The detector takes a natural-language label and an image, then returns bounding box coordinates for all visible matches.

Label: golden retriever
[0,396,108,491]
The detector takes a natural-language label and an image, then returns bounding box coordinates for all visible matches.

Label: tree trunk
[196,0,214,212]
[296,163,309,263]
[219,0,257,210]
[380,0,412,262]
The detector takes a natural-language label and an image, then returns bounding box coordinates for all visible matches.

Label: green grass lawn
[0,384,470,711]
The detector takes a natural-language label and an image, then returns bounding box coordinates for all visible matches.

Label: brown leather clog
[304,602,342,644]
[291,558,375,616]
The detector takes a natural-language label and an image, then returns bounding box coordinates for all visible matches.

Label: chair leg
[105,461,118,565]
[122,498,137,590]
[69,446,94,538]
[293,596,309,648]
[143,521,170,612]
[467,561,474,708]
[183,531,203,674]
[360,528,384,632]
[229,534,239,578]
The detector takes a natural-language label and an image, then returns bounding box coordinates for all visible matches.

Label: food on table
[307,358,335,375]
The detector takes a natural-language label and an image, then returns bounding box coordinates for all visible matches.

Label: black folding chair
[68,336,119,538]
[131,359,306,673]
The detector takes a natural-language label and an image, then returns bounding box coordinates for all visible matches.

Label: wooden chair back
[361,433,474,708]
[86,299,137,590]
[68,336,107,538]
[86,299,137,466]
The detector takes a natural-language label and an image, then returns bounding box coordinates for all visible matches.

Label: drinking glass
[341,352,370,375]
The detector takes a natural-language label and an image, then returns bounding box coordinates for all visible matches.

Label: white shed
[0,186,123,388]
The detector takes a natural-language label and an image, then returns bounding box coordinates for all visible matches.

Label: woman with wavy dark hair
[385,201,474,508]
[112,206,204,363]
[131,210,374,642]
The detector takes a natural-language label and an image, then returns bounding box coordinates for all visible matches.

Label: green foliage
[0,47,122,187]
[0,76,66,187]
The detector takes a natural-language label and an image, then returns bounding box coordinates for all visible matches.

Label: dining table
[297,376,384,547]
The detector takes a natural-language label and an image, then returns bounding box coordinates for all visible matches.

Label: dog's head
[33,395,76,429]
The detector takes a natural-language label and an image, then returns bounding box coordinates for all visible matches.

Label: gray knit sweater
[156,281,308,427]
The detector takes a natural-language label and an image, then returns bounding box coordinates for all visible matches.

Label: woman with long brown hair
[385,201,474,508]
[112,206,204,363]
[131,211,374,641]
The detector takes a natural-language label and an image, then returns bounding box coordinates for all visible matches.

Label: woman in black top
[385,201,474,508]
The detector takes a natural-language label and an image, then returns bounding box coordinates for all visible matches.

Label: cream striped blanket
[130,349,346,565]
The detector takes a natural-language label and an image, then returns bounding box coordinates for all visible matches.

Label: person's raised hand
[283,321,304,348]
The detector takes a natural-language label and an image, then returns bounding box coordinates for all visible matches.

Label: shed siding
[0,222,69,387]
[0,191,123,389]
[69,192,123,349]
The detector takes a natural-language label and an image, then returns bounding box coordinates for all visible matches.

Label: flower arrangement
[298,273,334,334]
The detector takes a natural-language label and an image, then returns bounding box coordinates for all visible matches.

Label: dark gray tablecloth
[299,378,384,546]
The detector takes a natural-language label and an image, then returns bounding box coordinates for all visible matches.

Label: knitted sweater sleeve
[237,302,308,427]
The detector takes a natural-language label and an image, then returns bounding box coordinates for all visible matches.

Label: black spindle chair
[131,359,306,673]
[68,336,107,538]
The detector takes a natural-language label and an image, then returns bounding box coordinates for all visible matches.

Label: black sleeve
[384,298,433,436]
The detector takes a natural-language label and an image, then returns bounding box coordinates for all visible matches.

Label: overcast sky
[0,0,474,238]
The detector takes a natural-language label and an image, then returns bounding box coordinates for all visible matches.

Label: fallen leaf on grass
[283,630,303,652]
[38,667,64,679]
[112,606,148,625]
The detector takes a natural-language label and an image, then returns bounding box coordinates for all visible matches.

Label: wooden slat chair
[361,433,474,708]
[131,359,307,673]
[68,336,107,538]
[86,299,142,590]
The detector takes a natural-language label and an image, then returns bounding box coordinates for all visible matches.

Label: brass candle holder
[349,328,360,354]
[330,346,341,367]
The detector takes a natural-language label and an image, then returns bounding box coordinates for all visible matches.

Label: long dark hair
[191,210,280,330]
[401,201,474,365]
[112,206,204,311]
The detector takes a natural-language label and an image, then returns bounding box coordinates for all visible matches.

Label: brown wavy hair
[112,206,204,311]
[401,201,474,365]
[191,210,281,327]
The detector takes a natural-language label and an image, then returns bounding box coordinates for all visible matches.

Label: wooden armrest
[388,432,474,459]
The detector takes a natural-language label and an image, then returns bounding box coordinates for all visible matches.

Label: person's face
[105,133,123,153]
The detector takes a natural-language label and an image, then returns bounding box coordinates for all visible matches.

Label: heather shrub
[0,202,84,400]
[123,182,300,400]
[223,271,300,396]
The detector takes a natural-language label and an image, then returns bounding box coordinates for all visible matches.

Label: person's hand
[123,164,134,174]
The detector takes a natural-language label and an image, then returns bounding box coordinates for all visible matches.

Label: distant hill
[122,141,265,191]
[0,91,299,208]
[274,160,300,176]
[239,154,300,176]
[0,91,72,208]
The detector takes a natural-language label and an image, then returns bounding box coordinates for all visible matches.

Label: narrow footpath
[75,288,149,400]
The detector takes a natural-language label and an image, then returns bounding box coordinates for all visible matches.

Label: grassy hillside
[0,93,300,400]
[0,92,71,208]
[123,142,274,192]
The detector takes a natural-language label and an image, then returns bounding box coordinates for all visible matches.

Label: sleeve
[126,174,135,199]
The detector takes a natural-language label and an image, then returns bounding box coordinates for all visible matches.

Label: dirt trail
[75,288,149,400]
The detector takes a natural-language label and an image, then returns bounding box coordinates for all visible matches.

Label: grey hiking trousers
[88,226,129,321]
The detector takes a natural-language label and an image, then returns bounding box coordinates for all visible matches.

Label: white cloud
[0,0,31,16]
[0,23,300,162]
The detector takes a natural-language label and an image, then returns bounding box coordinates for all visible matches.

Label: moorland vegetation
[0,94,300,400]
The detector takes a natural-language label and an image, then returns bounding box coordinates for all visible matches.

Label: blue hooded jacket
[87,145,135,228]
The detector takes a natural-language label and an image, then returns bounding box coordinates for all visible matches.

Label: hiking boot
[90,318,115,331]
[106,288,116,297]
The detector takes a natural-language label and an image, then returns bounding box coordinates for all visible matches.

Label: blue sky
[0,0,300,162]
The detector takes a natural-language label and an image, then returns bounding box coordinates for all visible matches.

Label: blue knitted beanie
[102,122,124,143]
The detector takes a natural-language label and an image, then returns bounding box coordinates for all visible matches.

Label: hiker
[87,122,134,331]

:: Task requirements ::
Count how many lines of the listing above contain the string "brown", treating uppercase and lowercase as different, and give only that number.

:: Solution for this exercise ::
3